Problem description |
Reproduce every one of the entries below, swapping "wildlife-count log" for "site inventory log" and changing nothing else.

Object location annotation data:
===

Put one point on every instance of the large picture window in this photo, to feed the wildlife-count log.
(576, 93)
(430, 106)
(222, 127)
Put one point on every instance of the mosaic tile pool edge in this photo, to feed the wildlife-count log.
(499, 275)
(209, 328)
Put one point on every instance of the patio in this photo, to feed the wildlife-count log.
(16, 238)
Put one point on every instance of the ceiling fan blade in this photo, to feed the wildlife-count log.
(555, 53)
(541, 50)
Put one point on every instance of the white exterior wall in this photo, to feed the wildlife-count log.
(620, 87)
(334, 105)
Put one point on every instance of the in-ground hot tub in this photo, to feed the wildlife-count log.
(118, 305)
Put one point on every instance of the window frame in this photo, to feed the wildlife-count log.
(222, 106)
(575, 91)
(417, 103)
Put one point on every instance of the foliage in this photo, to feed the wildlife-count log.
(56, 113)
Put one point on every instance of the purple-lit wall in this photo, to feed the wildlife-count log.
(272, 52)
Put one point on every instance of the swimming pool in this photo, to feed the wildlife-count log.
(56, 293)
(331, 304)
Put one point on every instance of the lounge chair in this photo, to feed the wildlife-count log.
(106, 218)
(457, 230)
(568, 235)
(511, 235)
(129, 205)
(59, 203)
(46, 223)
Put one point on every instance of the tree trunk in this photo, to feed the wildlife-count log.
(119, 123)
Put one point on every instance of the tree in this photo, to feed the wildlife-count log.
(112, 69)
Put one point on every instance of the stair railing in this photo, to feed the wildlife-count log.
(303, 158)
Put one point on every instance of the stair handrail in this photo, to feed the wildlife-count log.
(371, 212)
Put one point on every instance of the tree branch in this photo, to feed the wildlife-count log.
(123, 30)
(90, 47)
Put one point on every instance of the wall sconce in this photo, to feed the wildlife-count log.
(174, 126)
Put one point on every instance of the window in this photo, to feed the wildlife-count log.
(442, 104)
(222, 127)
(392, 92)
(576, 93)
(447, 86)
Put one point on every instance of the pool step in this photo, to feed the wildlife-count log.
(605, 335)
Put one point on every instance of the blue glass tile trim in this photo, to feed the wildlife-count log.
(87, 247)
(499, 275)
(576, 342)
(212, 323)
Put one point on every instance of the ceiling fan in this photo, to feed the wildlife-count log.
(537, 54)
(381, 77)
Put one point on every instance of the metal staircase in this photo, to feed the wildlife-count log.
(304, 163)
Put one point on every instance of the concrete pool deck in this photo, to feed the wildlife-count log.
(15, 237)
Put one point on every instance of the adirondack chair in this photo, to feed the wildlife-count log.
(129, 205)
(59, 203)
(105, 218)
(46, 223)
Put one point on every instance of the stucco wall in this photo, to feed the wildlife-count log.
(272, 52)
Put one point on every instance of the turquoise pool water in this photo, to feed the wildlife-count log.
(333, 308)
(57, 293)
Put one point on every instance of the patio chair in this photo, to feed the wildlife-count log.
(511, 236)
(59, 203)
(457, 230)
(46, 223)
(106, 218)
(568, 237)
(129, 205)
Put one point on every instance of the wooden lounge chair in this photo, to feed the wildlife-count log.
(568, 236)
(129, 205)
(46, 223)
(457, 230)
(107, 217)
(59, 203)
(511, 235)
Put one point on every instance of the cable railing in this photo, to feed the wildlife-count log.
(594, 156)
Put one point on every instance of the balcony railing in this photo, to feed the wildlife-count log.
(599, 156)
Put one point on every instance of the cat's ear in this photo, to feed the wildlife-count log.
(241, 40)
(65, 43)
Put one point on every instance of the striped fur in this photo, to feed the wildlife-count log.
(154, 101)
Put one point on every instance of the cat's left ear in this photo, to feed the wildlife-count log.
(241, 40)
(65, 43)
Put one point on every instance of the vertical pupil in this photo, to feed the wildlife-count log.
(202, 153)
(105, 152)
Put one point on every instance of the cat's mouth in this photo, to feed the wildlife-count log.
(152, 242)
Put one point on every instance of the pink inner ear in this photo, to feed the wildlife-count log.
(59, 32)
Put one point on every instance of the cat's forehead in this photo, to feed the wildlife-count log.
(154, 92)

===

Exercise result |
Put one point on every instance of the large picture window in this photo, to feed the site inventory log.
(576, 93)
(430, 106)
(222, 127)
Put one point on every instance of the mosaic tile pool edge in this photo, to feed the site inventory log.
(499, 275)
(209, 328)
Put one point on every instance of the patio in this photo, to feed the site inventory log.
(16, 238)
Put one point on every instance of the ceiling fan blade in this photo, to feed the site inventory log.
(555, 53)
(541, 50)
Put one point on every instance of the white exterior wall in this photo, to feed the site inventory log.
(620, 87)
(334, 105)
Put one point on every instance of the in-ground hot tub in this photo, to feed the site inventory log.
(118, 305)
Put one point on every instance of the window frame in this photo, to feed the site inventory log.
(222, 106)
(575, 91)
(417, 103)
Put one point on every instance of the foliage in this photo, to feed the site inventory log.
(56, 113)
Put one point on every instance of the purple-lit wall in this photo, to feed the site inventory log.
(272, 52)
Put one point on every instance of the swimming pool in this photo, to feed the site inventory log.
(56, 293)
(331, 304)
Put one point on every instance of the lounge chair in this photo, to feed the site inventory log.
(106, 218)
(457, 230)
(568, 235)
(511, 235)
(129, 205)
(59, 203)
(46, 223)
Put one point on every instance of the tree trunk in this photo, to feed the site inventory log.
(119, 123)
Put one point on every instance of the tree in this photo, to feed the site inventory log.
(112, 69)
Put one point on every instance of the stair railing in this photo, to feed the site inventory log.
(303, 158)
Put one point on every instance of the stair handrail in this photo, to feed the site inventory log.
(371, 212)
Put one point on every instance of the tree branch in this photo, to feed the site inventory log.
(123, 30)
(90, 47)
Put one point on every instance of the wall sconce in this photo, to feed the site inventory log.
(174, 126)
Put one point on every instance of the window in this photo, to feed the site inventory log.
(442, 104)
(222, 127)
(392, 92)
(576, 93)
(447, 86)
Put one point on every instance of the pool step in this photo, to feed the site inventory log.
(605, 335)
Put one point on every instance of the blue glass tile trim in this photo, to feed the site inventory log.
(87, 247)
(499, 275)
(576, 342)
(212, 323)
Put one point on every instance of the ceiling fan in this photo, to feed the site inventory log.
(537, 54)
(381, 77)
Put one point on every instance of the metal staircase in this photo, to feed the site inventory log.
(304, 163)
Put one point on every instance of the concrete pool deck in this photo, to feed the site inventory log.
(15, 237)
Put one point on every instance of the adirondack chair in this photo, to feed the site inventory log.
(129, 205)
(59, 203)
(105, 218)
(46, 223)
Put one point on every instance of the stucco wall in this photo, to feed the site inventory log.
(272, 52)
Put one point on every instance of the turquoise pool water in this photo, to feed the site inventory log.
(333, 308)
(57, 293)
Put one point on every instance of the patio chair in this photo, to feed the site inventory log.
(511, 236)
(59, 203)
(457, 230)
(46, 223)
(106, 218)
(568, 237)
(129, 205)
Put one point on every instance of the wooden lounge chair in this photo, to feed the site inventory log.
(568, 236)
(129, 205)
(46, 223)
(457, 230)
(107, 217)
(59, 203)
(511, 235)
Put one point on every instance of the cable railing in this photo, to feed the site inventory log.
(594, 156)
Put one point on every instance of the balcony railing in this photo, to feed the site inventory log.
(599, 156)
Put one point on every instance of the cat's ear in this photo, to feed the site inventory log.
(241, 40)
(65, 43)
Put one point on every instance of the striped fur in this photo, to feed the site inventory log.
(154, 101)
Put one point on every instance of the cat's left ear in this photo, to feed the site inventory log.
(241, 40)
(65, 43)
Put one point on every instance of the vertical pupil in this photo, to feed the site inventory log.
(202, 153)
(105, 152)
Put one point on every instance of the cat's mouth in this photo, to feed the site inventory log.
(152, 242)
Put one point on every instance of the pink inner ear in this photo, to feed the site inventory log.
(59, 32)
Put one point on every instance of the cat's forehead in this photo, to feed the site inventory log.
(154, 92)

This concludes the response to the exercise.